Data shown start
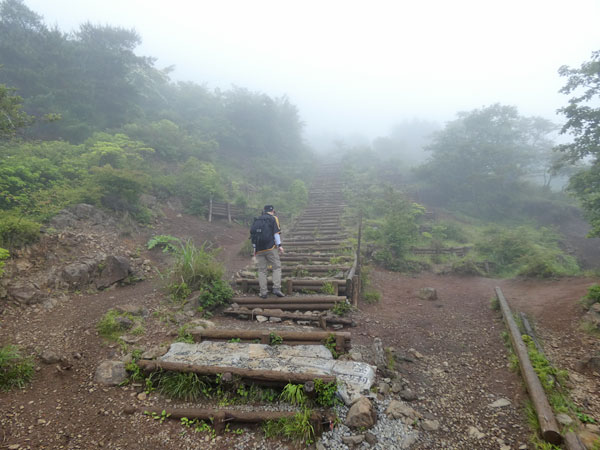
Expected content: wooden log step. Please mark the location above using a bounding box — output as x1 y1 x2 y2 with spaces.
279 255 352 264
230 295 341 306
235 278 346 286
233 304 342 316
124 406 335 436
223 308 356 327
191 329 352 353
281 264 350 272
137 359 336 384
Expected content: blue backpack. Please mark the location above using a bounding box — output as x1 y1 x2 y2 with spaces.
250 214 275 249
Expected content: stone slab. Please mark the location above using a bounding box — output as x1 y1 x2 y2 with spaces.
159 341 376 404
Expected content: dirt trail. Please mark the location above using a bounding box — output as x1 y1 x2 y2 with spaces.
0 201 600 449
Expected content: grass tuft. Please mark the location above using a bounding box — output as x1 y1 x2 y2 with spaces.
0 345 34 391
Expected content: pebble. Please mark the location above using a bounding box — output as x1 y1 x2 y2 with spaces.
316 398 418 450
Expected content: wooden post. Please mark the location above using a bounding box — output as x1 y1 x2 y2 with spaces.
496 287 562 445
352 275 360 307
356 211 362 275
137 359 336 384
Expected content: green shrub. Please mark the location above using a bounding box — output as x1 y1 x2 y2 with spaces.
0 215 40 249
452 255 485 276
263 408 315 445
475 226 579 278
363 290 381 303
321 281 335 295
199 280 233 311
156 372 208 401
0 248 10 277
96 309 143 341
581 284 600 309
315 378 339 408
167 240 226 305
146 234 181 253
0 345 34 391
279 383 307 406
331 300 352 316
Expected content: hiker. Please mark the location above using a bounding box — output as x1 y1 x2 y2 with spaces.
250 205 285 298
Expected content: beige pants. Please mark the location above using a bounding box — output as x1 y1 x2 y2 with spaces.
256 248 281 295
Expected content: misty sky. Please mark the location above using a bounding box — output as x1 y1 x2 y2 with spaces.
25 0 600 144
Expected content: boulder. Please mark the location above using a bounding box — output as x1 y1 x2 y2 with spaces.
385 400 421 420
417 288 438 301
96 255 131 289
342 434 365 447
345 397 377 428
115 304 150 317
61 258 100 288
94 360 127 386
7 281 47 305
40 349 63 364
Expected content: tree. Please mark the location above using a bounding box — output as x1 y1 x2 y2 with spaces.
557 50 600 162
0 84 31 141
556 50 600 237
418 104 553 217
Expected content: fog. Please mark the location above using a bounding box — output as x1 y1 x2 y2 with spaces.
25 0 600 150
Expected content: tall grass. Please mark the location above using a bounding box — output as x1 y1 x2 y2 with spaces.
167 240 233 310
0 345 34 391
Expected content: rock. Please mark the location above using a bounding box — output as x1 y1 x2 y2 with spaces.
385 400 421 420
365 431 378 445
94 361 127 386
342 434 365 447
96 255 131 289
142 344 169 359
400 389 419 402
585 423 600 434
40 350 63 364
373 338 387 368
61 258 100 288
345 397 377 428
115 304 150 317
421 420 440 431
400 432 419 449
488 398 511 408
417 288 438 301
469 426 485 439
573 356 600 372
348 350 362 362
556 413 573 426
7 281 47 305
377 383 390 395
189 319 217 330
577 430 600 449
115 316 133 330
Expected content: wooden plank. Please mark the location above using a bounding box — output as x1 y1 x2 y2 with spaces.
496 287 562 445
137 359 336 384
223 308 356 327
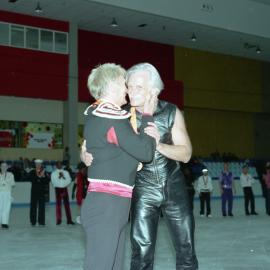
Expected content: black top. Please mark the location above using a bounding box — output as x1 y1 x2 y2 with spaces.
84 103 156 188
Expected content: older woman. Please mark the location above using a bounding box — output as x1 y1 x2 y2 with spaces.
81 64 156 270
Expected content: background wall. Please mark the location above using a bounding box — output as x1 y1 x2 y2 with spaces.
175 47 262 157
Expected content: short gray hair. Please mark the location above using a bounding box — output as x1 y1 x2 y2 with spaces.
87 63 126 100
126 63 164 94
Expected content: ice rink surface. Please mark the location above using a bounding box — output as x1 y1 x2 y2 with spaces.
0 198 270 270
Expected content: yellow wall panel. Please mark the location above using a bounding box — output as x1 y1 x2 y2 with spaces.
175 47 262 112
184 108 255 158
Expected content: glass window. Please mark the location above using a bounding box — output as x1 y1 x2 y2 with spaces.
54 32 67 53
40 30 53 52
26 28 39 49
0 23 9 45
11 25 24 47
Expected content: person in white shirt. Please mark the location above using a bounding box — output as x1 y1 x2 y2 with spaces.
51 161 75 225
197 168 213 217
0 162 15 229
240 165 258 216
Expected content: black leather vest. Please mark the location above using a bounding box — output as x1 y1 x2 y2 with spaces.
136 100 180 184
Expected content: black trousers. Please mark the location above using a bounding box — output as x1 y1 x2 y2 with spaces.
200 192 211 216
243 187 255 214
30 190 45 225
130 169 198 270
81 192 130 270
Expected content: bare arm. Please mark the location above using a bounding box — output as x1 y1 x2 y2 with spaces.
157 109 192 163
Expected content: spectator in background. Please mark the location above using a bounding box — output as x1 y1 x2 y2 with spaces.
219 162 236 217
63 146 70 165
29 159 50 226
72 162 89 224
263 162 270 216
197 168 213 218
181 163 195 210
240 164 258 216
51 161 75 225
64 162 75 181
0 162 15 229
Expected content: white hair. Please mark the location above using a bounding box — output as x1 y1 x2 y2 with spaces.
Data shown end
Data shown start
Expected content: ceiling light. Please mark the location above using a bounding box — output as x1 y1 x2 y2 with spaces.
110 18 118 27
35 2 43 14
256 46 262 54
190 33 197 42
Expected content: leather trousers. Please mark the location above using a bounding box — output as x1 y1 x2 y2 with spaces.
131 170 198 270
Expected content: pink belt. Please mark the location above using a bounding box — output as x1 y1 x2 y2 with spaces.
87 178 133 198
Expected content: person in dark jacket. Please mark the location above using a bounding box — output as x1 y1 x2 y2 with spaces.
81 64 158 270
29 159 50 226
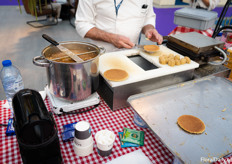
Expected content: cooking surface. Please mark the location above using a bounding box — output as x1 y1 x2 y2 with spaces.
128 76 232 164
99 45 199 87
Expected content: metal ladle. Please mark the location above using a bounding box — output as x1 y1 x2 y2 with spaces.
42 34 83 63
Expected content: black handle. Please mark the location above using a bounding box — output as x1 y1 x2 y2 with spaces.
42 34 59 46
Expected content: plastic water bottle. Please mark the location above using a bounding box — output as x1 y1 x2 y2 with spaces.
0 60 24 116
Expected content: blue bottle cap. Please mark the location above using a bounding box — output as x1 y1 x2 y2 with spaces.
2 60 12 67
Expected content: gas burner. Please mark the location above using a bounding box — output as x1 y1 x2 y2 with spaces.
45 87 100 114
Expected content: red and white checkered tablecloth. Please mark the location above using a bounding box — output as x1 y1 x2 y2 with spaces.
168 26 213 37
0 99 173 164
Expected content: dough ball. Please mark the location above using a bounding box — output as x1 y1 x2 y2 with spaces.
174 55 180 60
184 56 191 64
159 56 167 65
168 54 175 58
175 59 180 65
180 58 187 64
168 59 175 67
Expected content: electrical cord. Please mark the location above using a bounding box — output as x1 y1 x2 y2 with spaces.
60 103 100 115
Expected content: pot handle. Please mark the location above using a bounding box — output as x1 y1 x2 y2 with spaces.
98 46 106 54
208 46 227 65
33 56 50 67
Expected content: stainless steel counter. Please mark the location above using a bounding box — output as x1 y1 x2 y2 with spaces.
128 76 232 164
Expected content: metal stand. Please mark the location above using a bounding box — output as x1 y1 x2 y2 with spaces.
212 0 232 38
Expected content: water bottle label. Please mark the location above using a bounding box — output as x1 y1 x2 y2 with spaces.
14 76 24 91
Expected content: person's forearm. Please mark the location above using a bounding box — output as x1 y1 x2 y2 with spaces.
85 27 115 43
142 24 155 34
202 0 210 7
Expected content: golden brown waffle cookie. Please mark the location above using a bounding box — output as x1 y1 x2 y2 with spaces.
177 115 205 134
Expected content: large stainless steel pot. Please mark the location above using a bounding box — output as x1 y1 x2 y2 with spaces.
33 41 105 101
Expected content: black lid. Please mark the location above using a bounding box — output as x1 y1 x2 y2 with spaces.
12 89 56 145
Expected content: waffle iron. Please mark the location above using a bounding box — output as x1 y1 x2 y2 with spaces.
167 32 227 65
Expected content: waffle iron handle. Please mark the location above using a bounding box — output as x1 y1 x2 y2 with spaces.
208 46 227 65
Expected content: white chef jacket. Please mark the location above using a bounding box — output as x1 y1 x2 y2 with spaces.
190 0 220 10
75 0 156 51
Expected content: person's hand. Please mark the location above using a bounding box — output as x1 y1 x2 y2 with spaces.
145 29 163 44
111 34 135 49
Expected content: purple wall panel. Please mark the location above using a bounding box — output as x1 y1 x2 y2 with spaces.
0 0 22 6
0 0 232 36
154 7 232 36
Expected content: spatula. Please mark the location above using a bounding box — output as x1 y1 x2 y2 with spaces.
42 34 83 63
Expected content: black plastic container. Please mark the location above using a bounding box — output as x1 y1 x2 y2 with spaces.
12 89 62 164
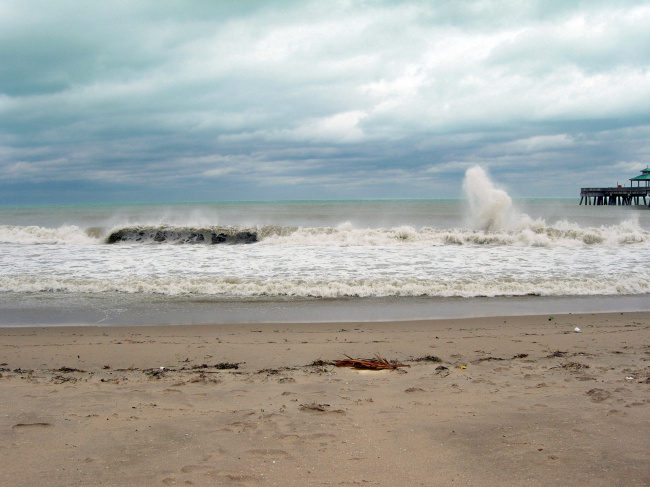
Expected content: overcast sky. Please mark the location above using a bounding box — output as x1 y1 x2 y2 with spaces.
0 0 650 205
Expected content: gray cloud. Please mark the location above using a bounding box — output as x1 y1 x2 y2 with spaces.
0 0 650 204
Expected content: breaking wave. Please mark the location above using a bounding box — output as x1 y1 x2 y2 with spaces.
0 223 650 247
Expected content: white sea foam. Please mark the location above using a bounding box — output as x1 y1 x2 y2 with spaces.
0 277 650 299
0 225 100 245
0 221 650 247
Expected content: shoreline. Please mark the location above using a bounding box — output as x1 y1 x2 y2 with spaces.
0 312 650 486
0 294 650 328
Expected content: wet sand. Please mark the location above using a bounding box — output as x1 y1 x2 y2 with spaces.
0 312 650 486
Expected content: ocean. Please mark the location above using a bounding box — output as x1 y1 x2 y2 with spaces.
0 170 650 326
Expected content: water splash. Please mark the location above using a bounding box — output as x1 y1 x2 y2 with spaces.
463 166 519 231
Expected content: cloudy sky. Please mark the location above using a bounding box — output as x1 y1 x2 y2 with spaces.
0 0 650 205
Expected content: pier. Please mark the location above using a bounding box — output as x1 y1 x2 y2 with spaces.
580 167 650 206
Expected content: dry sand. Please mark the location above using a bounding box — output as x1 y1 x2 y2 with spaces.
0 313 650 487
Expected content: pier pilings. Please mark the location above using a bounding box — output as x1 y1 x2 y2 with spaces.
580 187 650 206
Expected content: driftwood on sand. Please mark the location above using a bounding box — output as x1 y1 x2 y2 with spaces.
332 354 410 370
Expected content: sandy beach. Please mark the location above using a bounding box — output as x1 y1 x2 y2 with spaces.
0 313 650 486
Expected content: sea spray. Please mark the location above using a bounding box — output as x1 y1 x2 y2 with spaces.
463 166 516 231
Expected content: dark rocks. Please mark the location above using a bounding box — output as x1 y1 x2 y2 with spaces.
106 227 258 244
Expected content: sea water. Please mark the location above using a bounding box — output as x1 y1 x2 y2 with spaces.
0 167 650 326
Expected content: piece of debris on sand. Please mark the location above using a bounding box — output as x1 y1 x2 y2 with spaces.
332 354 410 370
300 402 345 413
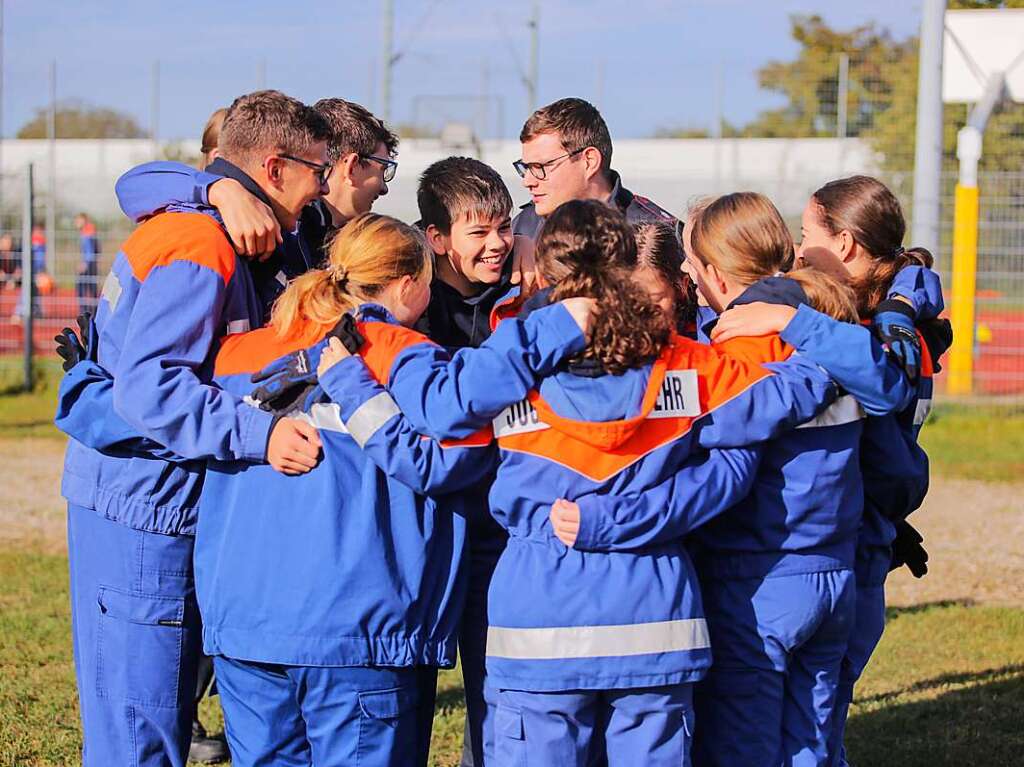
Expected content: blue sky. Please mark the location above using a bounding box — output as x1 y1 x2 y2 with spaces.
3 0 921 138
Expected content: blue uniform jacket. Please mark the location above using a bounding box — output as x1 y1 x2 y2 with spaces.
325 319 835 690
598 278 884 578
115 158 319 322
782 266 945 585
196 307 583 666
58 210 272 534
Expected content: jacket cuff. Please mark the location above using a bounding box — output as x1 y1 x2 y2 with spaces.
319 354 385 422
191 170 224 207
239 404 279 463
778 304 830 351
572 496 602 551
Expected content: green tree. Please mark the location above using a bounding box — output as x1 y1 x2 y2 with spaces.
Data shown end
Data shown start
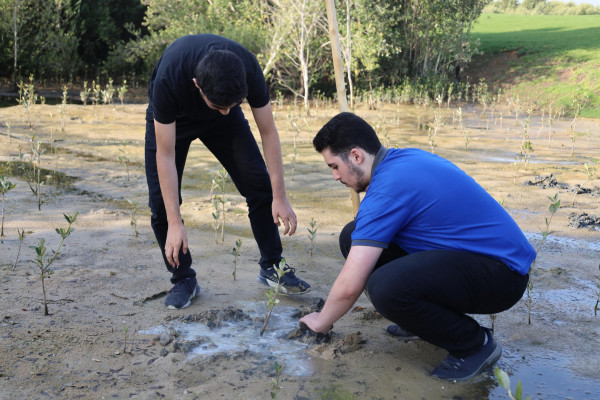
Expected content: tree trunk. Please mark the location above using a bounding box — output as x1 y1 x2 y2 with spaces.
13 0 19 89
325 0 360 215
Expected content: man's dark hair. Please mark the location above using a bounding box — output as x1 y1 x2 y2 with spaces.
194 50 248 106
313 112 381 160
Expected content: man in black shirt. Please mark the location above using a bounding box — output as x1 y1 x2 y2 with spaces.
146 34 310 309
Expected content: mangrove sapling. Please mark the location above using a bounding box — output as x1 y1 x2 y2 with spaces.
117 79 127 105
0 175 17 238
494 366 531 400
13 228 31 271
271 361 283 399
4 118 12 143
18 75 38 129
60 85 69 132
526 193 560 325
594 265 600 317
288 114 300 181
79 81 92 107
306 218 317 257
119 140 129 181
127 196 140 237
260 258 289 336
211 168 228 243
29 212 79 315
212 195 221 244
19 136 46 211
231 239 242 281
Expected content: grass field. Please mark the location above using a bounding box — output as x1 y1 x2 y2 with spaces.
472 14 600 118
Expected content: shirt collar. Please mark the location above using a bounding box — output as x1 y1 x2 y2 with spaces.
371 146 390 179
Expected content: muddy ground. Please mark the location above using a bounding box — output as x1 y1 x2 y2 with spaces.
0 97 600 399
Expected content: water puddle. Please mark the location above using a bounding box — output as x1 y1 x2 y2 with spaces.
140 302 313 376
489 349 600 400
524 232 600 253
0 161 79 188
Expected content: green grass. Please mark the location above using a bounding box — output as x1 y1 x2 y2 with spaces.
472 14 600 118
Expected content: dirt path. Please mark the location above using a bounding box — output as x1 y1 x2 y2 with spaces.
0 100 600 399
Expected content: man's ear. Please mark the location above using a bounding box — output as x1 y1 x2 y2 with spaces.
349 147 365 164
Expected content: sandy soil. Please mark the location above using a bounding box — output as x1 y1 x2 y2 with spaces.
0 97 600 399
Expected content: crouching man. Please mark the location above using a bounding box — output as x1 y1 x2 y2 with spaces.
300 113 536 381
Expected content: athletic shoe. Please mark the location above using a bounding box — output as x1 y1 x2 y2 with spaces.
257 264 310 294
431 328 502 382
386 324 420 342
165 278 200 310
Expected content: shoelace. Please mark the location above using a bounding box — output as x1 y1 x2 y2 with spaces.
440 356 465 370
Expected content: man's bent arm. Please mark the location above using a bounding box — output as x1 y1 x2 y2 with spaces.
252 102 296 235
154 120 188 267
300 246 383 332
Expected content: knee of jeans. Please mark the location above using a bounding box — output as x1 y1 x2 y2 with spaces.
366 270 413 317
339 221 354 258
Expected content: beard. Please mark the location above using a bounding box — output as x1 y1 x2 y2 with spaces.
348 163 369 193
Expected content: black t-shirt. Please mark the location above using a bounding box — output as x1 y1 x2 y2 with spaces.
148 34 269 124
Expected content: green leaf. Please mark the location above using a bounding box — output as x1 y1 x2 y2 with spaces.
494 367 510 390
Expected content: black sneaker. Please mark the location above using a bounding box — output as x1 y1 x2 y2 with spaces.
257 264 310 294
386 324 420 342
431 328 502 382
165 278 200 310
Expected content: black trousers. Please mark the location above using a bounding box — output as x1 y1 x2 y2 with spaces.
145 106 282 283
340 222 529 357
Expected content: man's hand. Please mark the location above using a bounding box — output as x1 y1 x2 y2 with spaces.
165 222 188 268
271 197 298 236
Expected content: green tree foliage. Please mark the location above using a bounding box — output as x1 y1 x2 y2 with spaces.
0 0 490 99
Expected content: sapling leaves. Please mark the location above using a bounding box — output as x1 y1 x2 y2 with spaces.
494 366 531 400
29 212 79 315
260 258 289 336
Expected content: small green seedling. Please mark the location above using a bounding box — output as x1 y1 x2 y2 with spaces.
Data shown end
_Request_: Output the rows in the part that opens with the line containing "Expected content: electrical" and closes with the line containing "75 0 156 51" as a two-column CSV with the header label_text,coordinates. Give each "Expected content" line its own CSV line, with its text in one quoted field and its coordinates in another, turning any line breaks into spaces.

_The completed task_:
label_text,coordinates
"Expected content: electrical cord. Please mark the location above using a bounding box — output as x1 y1 x2 y2 with spaces.","60 103 100 115"
"Expected content: pot handle. Please mark the location above using a bounding box — output as x1 y1 x2 y2 with spaces.","98 46 106 54 208 46 227 65 33 56 50 67"
"Expected content: stainless steel counter. Please mark the location above using a bounding box — output as x1 y1 x2 y2 with spaces.","128 76 232 164"
"Expected content: metal stand. Please mark the location above using a bounding box — output as x1 y1 x2 y2 with spaces.","212 0 232 38"
"Expected content: water bottle label. Please mark the location above using a bounding box — output as x1 y1 x2 y2 with spaces.","14 76 24 91"
"Expected content: person's forearm. Please mark the location above using a bounding box — output as x1 y1 x2 y2 with spaces.","85 27 115 43 142 24 155 34 202 0 210 7"
"Expected content: golden brown waffle cookie. Please mark the location above using a bounding box — output as x1 y1 x2 y2 with spaces.","177 115 205 134"
"Expected content: large stainless steel pot. Please mark the location above using a bounding box — output as x1 y1 x2 y2 with spaces.","33 41 105 101"
"Expected content: black lid. Please mark the location above using a bounding box — output as x1 y1 x2 y2 with spaces.","12 89 56 145"
"Expected content: waffle iron. Please mark the location above using a bounding box — output as x1 y1 x2 y2 with spaces.","167 32 227 65"
"Expected content: waffle iron handle. Please mark the location above using a bounding box — output as x1 y1 x2 y2 with spaces.","208 46 227 65"
"Expected content: white chef jacket. Please mark the location above using a bounding box — output as x1 y1 x2 y2 with spaces.","190 0 220 10 75 0 156 51"